● ENTRIES:

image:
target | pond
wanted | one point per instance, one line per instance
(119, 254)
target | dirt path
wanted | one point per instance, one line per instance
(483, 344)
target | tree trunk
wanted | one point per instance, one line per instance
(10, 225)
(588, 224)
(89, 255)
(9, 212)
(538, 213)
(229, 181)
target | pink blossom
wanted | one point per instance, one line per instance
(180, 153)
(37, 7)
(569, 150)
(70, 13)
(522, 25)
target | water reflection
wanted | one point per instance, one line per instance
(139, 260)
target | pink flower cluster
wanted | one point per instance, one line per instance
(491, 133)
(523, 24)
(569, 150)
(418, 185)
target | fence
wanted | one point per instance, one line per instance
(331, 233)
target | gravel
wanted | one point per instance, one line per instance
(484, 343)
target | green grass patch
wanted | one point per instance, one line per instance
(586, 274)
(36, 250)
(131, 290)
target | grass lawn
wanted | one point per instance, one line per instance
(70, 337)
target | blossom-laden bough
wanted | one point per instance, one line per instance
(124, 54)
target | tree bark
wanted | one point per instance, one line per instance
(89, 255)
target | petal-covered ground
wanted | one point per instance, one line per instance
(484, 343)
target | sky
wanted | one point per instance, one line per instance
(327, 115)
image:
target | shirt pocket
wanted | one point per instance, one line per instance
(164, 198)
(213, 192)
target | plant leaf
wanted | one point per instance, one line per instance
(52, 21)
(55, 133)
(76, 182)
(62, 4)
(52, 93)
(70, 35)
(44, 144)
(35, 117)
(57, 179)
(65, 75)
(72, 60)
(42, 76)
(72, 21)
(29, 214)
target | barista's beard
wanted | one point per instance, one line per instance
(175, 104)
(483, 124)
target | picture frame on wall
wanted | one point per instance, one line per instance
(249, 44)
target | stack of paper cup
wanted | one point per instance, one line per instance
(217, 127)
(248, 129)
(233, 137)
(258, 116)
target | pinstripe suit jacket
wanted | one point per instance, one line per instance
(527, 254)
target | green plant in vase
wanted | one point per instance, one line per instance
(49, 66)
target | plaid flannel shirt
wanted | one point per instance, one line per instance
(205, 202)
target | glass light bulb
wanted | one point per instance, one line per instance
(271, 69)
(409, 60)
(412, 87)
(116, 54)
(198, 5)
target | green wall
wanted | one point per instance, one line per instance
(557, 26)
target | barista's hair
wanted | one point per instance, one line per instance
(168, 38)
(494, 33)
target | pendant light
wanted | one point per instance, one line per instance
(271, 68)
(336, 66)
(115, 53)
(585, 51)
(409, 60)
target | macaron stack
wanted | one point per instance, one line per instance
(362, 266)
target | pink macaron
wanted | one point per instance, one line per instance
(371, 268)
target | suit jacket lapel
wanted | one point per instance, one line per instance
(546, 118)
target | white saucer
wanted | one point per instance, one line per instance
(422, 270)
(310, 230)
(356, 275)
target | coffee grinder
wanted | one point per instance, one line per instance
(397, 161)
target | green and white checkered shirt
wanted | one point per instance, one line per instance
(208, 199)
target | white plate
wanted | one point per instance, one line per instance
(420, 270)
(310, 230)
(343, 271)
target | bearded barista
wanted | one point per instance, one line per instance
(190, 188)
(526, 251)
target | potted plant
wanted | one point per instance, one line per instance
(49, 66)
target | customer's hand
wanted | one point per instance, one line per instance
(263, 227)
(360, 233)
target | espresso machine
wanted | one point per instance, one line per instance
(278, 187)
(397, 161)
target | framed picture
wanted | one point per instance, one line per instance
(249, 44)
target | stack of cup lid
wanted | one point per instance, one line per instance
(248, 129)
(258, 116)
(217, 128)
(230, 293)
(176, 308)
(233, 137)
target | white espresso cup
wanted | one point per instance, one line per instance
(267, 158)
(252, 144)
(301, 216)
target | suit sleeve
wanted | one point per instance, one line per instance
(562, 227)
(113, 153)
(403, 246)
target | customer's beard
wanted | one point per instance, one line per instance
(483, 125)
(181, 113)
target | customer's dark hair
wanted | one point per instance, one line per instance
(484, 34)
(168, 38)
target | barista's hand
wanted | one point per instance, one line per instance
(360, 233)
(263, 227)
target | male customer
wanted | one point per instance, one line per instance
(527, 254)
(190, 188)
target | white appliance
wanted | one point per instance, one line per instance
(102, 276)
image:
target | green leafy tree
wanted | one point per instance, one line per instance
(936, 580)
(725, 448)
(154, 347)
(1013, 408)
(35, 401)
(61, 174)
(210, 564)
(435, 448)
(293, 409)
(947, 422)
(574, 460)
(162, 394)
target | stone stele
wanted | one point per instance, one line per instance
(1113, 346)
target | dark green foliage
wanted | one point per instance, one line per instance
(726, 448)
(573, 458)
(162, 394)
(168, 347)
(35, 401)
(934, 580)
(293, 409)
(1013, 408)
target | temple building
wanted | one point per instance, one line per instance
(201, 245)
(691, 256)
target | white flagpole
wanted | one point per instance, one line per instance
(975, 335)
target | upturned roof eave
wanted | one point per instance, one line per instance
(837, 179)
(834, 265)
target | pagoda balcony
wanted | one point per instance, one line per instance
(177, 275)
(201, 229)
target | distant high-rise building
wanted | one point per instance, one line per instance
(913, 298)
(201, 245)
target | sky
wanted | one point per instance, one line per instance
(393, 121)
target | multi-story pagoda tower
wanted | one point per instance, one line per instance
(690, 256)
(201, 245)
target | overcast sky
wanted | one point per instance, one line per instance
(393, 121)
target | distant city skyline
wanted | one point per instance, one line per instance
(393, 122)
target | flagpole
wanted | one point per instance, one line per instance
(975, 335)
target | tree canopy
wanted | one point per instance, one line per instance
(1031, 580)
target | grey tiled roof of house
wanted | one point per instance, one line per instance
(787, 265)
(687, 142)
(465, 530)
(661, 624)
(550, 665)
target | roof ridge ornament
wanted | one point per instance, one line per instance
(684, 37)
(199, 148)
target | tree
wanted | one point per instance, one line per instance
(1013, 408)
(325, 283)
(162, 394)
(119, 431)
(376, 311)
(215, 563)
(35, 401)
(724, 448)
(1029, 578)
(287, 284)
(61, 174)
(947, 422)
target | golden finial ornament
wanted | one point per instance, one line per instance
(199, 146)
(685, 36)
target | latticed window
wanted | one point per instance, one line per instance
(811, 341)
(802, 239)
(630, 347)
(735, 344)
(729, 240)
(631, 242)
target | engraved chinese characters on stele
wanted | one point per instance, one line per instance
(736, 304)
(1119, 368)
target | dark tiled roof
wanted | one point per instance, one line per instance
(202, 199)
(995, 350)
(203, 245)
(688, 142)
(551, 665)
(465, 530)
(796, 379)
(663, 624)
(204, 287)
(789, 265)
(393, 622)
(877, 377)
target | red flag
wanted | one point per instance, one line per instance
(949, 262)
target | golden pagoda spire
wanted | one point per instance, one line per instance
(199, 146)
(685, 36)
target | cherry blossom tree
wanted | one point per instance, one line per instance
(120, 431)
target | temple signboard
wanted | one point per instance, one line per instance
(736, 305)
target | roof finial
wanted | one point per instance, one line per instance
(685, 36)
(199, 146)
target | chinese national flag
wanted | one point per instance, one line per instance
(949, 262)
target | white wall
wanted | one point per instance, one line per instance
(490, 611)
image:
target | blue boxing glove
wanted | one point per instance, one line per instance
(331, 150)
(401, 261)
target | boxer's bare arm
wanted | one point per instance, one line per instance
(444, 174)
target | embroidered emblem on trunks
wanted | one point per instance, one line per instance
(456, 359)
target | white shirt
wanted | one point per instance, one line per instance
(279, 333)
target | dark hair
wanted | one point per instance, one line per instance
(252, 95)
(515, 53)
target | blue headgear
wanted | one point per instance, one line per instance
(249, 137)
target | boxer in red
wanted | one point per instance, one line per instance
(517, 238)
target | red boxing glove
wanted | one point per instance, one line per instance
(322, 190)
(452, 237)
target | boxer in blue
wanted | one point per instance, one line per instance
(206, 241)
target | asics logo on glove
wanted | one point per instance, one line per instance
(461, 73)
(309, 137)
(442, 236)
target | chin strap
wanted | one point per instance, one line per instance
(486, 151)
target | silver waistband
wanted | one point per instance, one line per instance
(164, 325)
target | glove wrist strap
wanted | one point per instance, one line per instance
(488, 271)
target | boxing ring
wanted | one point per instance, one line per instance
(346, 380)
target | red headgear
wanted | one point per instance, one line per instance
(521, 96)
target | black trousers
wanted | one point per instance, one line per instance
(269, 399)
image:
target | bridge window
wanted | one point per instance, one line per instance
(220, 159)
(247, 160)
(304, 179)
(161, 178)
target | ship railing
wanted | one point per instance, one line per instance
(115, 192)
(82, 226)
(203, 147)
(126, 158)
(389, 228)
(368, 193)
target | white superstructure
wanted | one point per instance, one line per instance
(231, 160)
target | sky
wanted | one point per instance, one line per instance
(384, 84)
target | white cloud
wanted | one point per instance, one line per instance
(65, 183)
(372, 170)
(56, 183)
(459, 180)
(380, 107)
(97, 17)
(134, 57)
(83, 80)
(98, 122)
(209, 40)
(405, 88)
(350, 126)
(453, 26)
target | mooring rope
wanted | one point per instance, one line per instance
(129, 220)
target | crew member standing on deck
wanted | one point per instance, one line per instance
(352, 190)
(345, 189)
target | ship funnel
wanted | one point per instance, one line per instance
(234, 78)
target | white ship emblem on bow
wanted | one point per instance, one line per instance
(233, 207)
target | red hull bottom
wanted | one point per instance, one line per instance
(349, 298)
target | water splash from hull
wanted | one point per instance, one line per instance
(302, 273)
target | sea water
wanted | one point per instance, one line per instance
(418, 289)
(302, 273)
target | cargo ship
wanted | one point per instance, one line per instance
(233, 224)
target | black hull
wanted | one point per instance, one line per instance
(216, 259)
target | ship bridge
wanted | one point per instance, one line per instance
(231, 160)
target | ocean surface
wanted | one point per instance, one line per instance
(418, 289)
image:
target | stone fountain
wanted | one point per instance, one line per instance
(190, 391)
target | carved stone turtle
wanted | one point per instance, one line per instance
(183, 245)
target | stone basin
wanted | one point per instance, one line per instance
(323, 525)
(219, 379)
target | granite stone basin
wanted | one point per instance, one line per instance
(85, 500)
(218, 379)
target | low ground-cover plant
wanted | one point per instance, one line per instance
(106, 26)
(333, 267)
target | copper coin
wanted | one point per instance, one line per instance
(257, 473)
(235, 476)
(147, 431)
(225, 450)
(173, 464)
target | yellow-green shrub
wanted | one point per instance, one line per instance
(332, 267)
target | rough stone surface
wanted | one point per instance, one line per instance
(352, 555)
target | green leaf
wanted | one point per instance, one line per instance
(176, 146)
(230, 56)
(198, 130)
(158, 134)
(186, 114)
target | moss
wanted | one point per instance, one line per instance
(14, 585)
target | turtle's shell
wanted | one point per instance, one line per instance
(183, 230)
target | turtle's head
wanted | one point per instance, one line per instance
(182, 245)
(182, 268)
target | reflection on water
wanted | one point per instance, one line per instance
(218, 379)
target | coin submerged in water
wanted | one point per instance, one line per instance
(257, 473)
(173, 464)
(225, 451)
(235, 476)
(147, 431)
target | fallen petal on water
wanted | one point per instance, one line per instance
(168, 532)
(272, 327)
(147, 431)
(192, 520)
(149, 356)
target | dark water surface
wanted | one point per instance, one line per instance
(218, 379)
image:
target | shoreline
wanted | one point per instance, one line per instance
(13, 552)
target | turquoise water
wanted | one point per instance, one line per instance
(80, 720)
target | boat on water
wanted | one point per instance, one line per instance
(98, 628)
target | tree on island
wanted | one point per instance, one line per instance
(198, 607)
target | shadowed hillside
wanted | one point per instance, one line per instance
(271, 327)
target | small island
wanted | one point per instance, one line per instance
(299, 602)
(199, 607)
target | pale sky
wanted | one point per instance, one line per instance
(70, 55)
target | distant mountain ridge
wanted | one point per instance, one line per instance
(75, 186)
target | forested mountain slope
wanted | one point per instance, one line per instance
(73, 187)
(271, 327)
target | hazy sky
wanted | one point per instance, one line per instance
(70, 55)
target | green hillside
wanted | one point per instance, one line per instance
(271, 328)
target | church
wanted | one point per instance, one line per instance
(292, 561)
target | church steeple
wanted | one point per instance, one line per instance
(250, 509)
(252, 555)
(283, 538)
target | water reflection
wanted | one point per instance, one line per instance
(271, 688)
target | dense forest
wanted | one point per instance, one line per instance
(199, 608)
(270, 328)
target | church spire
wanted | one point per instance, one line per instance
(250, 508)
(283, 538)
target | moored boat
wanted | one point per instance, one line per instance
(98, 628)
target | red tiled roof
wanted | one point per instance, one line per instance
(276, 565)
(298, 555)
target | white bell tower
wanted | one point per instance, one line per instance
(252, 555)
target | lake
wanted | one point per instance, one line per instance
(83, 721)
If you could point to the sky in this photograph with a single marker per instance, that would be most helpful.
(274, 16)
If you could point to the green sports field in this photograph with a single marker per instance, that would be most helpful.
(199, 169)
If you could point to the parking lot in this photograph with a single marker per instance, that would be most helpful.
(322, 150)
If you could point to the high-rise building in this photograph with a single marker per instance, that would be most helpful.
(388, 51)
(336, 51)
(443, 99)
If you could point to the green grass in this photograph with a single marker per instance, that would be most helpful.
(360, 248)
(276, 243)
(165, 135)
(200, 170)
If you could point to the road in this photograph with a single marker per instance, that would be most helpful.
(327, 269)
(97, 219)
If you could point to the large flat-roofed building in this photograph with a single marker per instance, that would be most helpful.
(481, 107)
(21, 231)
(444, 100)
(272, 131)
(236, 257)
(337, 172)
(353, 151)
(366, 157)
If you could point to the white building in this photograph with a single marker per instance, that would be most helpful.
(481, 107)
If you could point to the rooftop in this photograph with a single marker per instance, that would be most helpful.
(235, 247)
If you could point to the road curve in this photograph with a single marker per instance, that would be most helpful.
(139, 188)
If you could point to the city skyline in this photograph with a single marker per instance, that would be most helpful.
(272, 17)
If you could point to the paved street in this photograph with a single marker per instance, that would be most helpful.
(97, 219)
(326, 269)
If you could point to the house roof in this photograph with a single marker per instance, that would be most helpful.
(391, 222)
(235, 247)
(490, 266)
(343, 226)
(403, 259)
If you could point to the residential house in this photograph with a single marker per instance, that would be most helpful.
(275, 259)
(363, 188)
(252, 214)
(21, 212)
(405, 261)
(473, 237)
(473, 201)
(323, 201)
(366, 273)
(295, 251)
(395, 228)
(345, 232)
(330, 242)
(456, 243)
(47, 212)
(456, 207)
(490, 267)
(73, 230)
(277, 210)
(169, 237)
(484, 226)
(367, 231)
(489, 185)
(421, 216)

● DIRECTIONS FOR THIS TASK:
Reproduce the records above exactly, starting with the line that contains "If you could point to the city" and ending with the last line.

● REPLY TO THE EXERCISE:
If you could point to the city skyline in this photograph with a single marker per instance, that would be most helpful.
(272, 17)
If you could point to the paved street in this photograph with a single marker per instance, that would be most helpful.
(97, 219)
(326, 269)
If you could point to the house roof in this photograph with a single marker per instance, that would be most helpful.
(391, 222)
(235, 247)
(490, 266)
(343, 226)
(403, 259)
If you could point to the residential house in this photograph with a single marker per instance, that would be most helpful.
(275, 259)
(363, 188)
(252, 214)
(21, 212)
(405, 261)
(473, 237)
(473, 201)
(323, 201)
(366, 273)
(295, 251)
(395, 228)
(345, 232)
(330, 242)
(456, 243)
(47, 212)
(456, 207)
(490, 267)
(73, 230)
(277, 210)
(169, 237)
(484, 226)
(367, 231)
(489, 185)
(421, 216)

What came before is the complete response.